WORK TO COMPLETE: Revise the data below by replacing "outlines" with "shapes" wherever it occurs, keeping every other line unchanged. Leave the pictures out of your answer.

Stored items from a collection
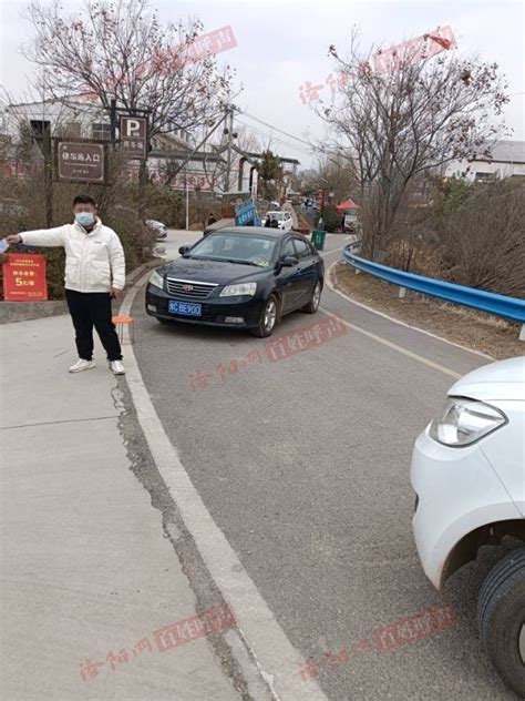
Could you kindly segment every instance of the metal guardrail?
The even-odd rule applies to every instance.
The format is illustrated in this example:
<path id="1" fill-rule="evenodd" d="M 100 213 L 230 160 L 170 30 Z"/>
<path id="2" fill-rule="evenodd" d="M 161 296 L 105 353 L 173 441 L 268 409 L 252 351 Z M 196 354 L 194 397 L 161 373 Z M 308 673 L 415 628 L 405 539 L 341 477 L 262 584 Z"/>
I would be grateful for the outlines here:
<path id="1" fill-rule="evenodd" d="M 353 267 L 363 273 L 369 273 L 393 285 L 399 285 L 406 289 L 414 289 L 415 292 L 431 297 L 437 297 L 453 304 L 461 304 L 462 306 L 467 306 L 480 312 L 495 314 L 496 316 L 525 324 L 525 299 L 507 297 L 493 292 L 476 289 L 475 287 L 455 285 L 454 283 L 446 283 L 442 280 L 434 280 L 433 277 L 414 275 L 414 273 L 403 273 L 403 271 L 398 271 L 394 267 L 373 263 L 372 261 L 367 261 L 367 258 L 356 255 L 352 251 L 357 250 L 360 245 L 360 241 L 351 242 L 344 247 L 342 256 L 347 263 L 350 263 L 350 265 L 353 265 Z"/>

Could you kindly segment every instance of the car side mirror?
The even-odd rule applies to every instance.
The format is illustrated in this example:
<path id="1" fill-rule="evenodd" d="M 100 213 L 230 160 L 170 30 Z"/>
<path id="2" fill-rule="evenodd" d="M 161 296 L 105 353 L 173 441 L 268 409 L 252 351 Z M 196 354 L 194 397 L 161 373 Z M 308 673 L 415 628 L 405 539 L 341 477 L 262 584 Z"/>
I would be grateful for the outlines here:
<path id="1" fill-rule="evenodd" d="M 286 255 L 280 260 L 281 267 L 294 267 L 294 265 L 297 265 L 298 263 L 299 260 L 296 258 L 295 255 Z"/>

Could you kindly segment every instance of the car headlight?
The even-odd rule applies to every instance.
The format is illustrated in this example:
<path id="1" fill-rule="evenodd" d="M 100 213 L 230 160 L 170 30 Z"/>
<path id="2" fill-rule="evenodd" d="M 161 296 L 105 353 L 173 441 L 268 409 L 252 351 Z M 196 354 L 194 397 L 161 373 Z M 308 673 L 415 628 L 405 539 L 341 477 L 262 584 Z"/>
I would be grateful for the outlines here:
<path id="1" fill-rule="evenodd" d="M 159 275 L 156 271 L 153 271 L 150 276 L 150 285 L 158 287 L 159 289 L 164 289 L 164 277 Z"/>
<path id="2" fill-rule="evenodd" d="M 257 289 L 257 283 L 240 283 L 239 285 L 226 285 L 220 297 L 253 297 Z"/>
<path id="3" fill-rule="evenodd" d="M 470 446 L 507 423 L 503 412 L 483 402 L 451 397 L 441 418 L 430 425 L 431 438 L 452 448 Z"/>

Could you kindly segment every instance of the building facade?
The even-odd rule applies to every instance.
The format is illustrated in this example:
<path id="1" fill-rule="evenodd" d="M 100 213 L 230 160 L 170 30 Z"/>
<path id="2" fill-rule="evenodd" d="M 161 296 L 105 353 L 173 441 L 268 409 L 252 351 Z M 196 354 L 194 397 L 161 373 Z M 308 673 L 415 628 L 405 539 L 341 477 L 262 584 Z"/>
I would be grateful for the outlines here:
<path id="1" fill-rule="evenodd" d="M 446 166 L 445 177 L 463 177 L 469 182 L 525 177 L 525 141 L 498 141 L 488 151 L 492 158 L 453 161 Z"/>

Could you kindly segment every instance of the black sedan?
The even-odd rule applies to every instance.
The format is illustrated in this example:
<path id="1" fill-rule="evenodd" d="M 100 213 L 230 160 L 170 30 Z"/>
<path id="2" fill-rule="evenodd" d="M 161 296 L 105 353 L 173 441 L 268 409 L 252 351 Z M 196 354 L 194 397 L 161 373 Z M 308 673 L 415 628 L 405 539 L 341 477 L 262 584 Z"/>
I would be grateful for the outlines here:
<path id="1" fill-rule="evenodd" d="M 285 314 L 319 307 L 325 263 L 301 234 L 233 226 L 179 253 L 146 287 L 146 312 L 162 323 L 248 328 L 265 338 Z"/>

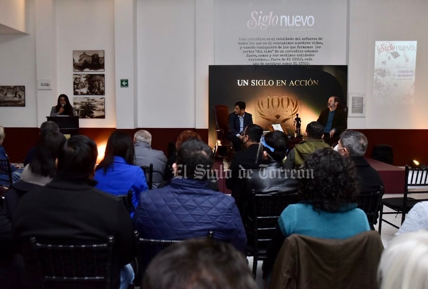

WRITTEN ANSWER:
Could you kindly segment every instance of the metal guardrail?
The even-odd rule applies to every instance.
The format is illustrated in this example:
<path id="1" fill-rule="evenodd" d="M 100 213 L 230 160 L 170 30 Z"/>
<path id="2" fill-rule="evenodd" d="M 161 296 L 105 353 L 173 441 L 268 409 L 252 351 Z M 196 354 L 194 397 L 161 373 Z M 308 673 L 415 628 L 405 539 L 341 477 L 262 584 Z"/>
I would be grateful for the shapes here:
<path id="1" fill-rule="evenodd" d="M 353 267 L 363 273 L 369 273 L 393 285 L 399 285 L 406 289 L 414 289 L 415 292 L 431 297 L 437 297 L 453 304 L 461 304 L 462 306 L 467 306 L 480 312 L 495 314 L 496 316 L 525 324 L 525 299 L 507 297 L 493 292 L 476 289 L 475 287 L 455 285 L 454 283 L 446 283 L 442 280 L 434 280 L 433 277 L 414 275 L 414 273 L 403 273 L 403 271 L 398 271 L 394 267 L 373 263 L 372 261 L 367 261 L 367 258 L 356 255 L 352 251 L 357 250 L 360 245 L 360 241 L 351 242 L 344 247 L 342 256 L 347 263 L 350 263 L 350 265 L 353 265 Z"/>

Could you kindly segment every instance of the car side mirror?
The even-odd rule applies to every instance.
The format is illustrated in this example:
<path id="1" fill-rule="evenodd" d="M 100 213 L 230 160 L 170 30 Z"/>
<path id="2" fill-rule="evenodd" d="M 161 296 L 105 353 L 173 441 L 268 409 L 252 351 Z M 196 354 L 194 397 L 161 373 Z M 308 673 L 415 628 L 405 539 L 341 477 L 262 584 Z"/>
I would be grateful for the shapes here:
<path id="1" fill-rule="evenodd" d="M 286 255 L 280 260 L 281 267 L 294 267 L 294 265 L 297 265 L 298 263 L 299 260 L 296 258 L 295 255 Z"/>

Could you kindly segment every instance of the car headlight?
The even-odd rule applies to every instance.
The format is illustrated in this example:
<path id="1" fill-rule="evenodd" d="M 100 213 L 230 160 L 170 30 Z"/>
<path id="2" fill-rule="evenodd" d="M 161 296 L 105 353 L 173 441 L 268 409 L 252 351 Z M 196 354 L 194 397 L 161 373 Z M 308 673 L 415 628 L 405 539 L 341 477 L 262 584 Z"/>
I would be grateful for the shapes here:
<path id="1" fill-rule="evenodd" d="M 159 275 L 156 271 L 153 271 L 150 276 L 150 285 L 158 287 L 159 289 L 164 289 L 164 277 Z"/>
<path id="2" fill-rule="evenodd" d="M 257 289 L 257 283 L 240 283 L 239 285 L 226 285 L 220 297 L 253 297 Z"/>
<path id="3" fill-rule="evenodd" d="M 470 446 L 507 423 L 503 412 L 483 402 L 451 397 L 441 418 L 430 425 L 431 438 L 452 448 Z"/>

Could you kindly segment every instance of the building facade?
The even-odd rule applies to every instance.
The format is illustrated in this example:
<path id="1" fill-rule="evenodd" d="M 100 213 L 230 160 L 170 30 Z"/>
<path id="2" fill-rule="evenodd" d="M 161 296 L 105 353 L 173 441 L 268 409 L 252 351 Z M 196 354 L 194 397 L 161 373 Z M 308 673 L 415 628 L 405 539 L 341 477 L 262 584 Z"/>
I would be grateful for the shapes here:
<path id="1" fill-rule="evenodd" d="M 446 166 L 445 177 L 463 177 L 469 182 L 525 177 L 525 141 L 498 141 L 488 151 L 492 158 L 453 161 Z"/>

Could you kindly segment every instance of the black sedan?
The even-odd rule applies to every instance.
The format is illustrated in this example:
<path id="1" fill-rule="evenodd" d="M 100 213 L 230 160 L 170 30 Z"/>
<path id="2" fill-rule="evenodd" d="M 161 296 L 105 353 L 173 441 L 268 409 L 252 351 Z M 196 354 L 194 397 L 161 373 Z M 308 673 L 415 628 L 405 539 L 341 477 L 262 584 Z"/>
I would be grateful for the shapes here:
<path id="1" fill-rule="evenodd" d="M 285 314 L 319 307 L 325 263 L 301 234 L 233 226 L 179 253 L 146 287 L 146 312 L 162 323 L 248 328 L 265 338 Z"/>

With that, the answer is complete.